Given instruction A — Reproduce the part of the linear disassembler code starting with "func (ld *LinearDisassembler)" and going on through "check(ld.EmitInstruction(insn))".

// ExploreBB linearly disassembles instructions starting at a given address
//  in a given address space, invoking the appropriate callbacks, and terminates
//  at the end of the current basic block.
// A basic block is delimited by a ret or jump instruction.
// Returns the addresses to which this basic block may transfer control via jumps.
func (ld *LinearDisassembler) ExploreBB(as AS.AddressSpace, va AS.VA) ([]AS.VA, error) {
	logrus.Debugf("linear disassembler: explore bb: %s", va)
	bbStart := va
	// the last VA reached while exploring tihs BB
	// only makes sense to fetch this value after iterating instructions
	lastVa := AS.VA(0)
	nextBBs := make([]AS.VA, 0, 2)

	e := ld.disassembler.IterateInstructions(as, va, func(insn gapstone.Instruction) (bool, error) {
		lastVa = AS.VA(insn.Address)
		check(ld.EmitInstruction(insn))

		if disassembly.DoesInstructionHaveGroup(insn, gapstone.X86_GRP_JUMP) {
			// this return a slice with zero length, but that should be ok
			targets, e := disassembly.GetJumpTargets(insn)
			if e != nil {
				return false, e
			}

			for _, target := range targets {
				check(ld.EmitJump(insn, bbStart, target.To, target.Type))
				nextBBs = append(nextBBs, target.To)
			}

			// though we can assume that IterateInstructions will return after this insn (end of bb),
			//  we'd better not make assumptions. here, we explicitly end processing.

Provided entries —
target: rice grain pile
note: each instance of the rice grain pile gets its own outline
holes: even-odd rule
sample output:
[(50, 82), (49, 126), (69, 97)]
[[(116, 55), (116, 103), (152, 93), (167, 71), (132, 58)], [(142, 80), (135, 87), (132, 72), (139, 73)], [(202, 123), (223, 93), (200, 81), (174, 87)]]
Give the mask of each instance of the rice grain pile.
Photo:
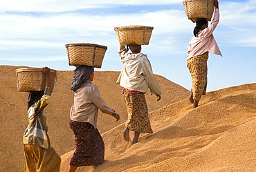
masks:
[[(17, 68), (26, 66), (0, 66), (0, 171), (24, 171), (24, 155), (22, 136), (28, 125), (28, 93), (18, 93)], [(97, 69), (95, 69), (97, 70)], [(100, 133), (122, 125), (127, 117), (127, 109), (121, 93), (121, 88), (116, 84), (119, 72), (104, 71), (95, 73), (93, 82), (99, 88), (102, 97), (108, 106), (114, 108), (121, 117), (119, 122), (99, 111), (98, 129)], [(149, 111), (156, 111), (168, 104), (186, 98), (190, 92), (165, 78), (156, 75), (162, 86), (163, 97), (156, 101), (156, 96), (146, 96)], [(68, 126), (69, 111), (73, 101), (71, 90), (72, 71), (57, 71), (57, 82), (52, 93), (51, 102), (46, 108), (48, 135), (51, 144), (62, 155), (75, 149), (74, 135)], [(113, 138), (114, 139), (114, 138)]]

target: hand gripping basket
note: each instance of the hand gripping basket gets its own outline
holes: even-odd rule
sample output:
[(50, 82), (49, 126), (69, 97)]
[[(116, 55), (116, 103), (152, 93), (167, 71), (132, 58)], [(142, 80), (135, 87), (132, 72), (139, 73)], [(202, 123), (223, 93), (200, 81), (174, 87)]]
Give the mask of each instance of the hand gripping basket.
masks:
[(115, 27), (119, 43), (122, 45), (148, 45), (154, 27), (128, 26)]
[(69, 65), (86, 65), (101, 68), (107, 46), (87, 43), (68, 44), (66, 45)]
[(194, 23), (198, 19), (212, 19), (214, 10), (213, 0), (185, 0), (183, 6), (188, 19)]
[[(19, 92), (29, 92), (30, 90), (44, 90), (46, 78), (41, 71), (42, 68), (27, 68), (16, 70)], [(50, 69), (50, 80), (51, 90), (53, 90), (56, 70)]]

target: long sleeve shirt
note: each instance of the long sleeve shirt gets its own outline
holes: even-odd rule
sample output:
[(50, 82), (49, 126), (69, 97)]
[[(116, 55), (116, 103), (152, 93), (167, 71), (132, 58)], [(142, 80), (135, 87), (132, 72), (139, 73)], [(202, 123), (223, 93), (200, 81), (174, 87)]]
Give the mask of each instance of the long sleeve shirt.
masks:
[(219, 8), (215, 8), (212, 24), (209, 27), (200, 31), (196, 37), (193, 37), (190, 39), (188, 50), (188, 59), (202, 55), (205, 52), (211, 52), (222, 56), (212, 35), (219, 21)]
[(146, 55), (130, 54), (123, 45), (120, 45), (118, 54), (124, 66), (116, 81), (120, 86), (142, 93), (147, 93), (149, 88), (155, 95), (161, 95), (160, 84)]
[(46, 115), (44, 109), (49, 104), (51, 97), (51, 88), (46, 87), (42, 97), (28, 108), (29, 123), (23, 137), (24, 144), (34, 144), (47, 150), (50, 147)]
[(101, 98), (98, 87), (86, 80), (81, 88), (74, 91), (74, 104), (70, 111), (70, 118), (73, 121), (89, 122), (97, 128), (98, 108), (109, 115), (115, 113), (115, 110), (107, 106)]

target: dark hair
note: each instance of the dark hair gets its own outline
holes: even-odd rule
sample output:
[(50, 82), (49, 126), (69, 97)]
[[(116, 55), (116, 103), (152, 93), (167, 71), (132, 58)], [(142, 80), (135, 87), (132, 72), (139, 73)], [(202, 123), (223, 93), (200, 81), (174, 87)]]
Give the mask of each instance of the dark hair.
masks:
[(198, 32), (200, 32), (200, 30), (201, 29), (203, 25), (208, 24), (208, 21), (207, 21), (207, 20), (205, 19), (201, 19), (201, 20), (197, 20), (196, 23), (196, 26), (194, 27), (194, 32), (193, 32), (194, 35), (195, 37), (196, 37)]
[(28, 99), (28, 108), (37, 102), (44, 95), (44, 90), (30, 90)]

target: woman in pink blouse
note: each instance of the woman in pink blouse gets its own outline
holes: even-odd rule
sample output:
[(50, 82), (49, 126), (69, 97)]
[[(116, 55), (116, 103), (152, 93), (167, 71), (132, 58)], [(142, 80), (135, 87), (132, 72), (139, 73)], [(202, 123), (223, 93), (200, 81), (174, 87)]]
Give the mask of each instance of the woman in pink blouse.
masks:
[(205, 95), (207, 86), (207, 61), (209, 52), (221, 55), (212, 32), (219, 21), (219, 2), (214, 0), (214, 15), (211, 25), (205, 19), (196, 21), (194, 35), (189, 42), (187, 67), (191, 73), (192, 88), (190, 101), (192, 108), (198, 106), (202, 95)]

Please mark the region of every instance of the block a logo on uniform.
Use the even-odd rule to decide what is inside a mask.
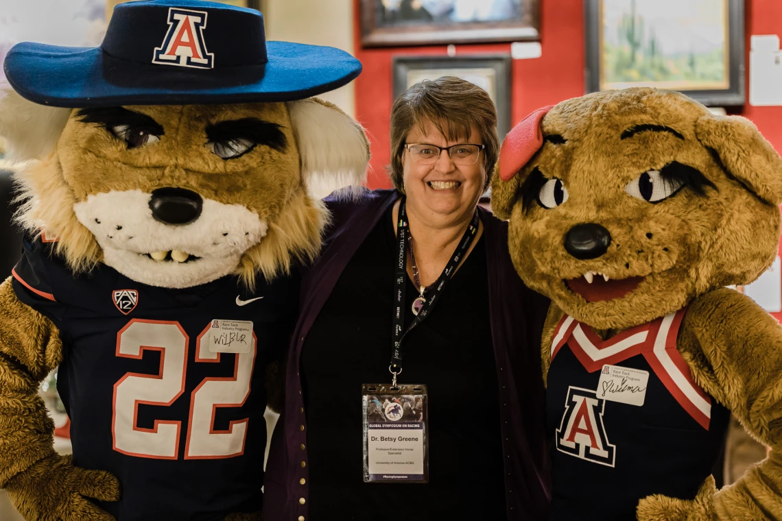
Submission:
[[[114,290],[111,292],[114,305],[125,315],[135,309],[138,303],[138,292],[135,290]]]
[[[214,55],[206,52],[203,30],[206,12],[175,7],[168,9],[168,32],[160,47],[155,48],[152,63],[181,67],[212,69]]]
[[[605,400],[594,391],[568,387],[565,414],[557,429],[557,450],[572,456],[614,466],[615,445],[608,443],[603,426]]]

Given instruction B — In the records, switch "instance" to "occurrence" in the lines starting with the line with "target: dark hair" and going on through the line with "37), (196, 37)]", and give back only those lines, otherwise unchanged.

Exercise output A —
func (ld *LinearDisassembler) ExploreBB(as AS.AddressSpace, va AS.VA) ([]AS.VA, error) {
	logrus.Debugf("linear disassembler: explore bb: %s", va)
	bbStart := va
	// the last VA reached while exploring tihs BB
	// only makes sense to fetch this value after iterating instructions
	lastVa := AS.VA(0)
	nextBBs := make([]AS.VA, 0, 2)

	e := ld.disassembler.IterateInstructions(as, va, func(insn gapstone.Instruction) (bool, error) {
		lastVa = AS.VA(insn.Address)
		check(ld.EmitInstruction(insn))

Exercise output B —
target: dark hair
note: each occurrence of the dark hair gets its own outline
holes: even-odd rule
sample output:
[(50, 82), (49, 126), (69, 97)]
[[(116, 55), (116, 103), (152, 93), (167, 71), (132, 58)], [(142, 80), (135, 87), (132, 72), (139, 73)], [(202, 123), (223, 93), (200, 81), (174, 87)]]
Give the mask of each occurrence of the dark hair.
masks:
[(198, 32), (200, 32), (200, 30), (201, 29), (203, 25), (208, 24), (208, 21), (207, 21), (207, 20), (205, 19), (201, 19), (201, 20), (197, 20), (196, 23), (196, 26), (194, 27), (194, 32), (193, 32), (194, 35), (195, 37), (196, 37)]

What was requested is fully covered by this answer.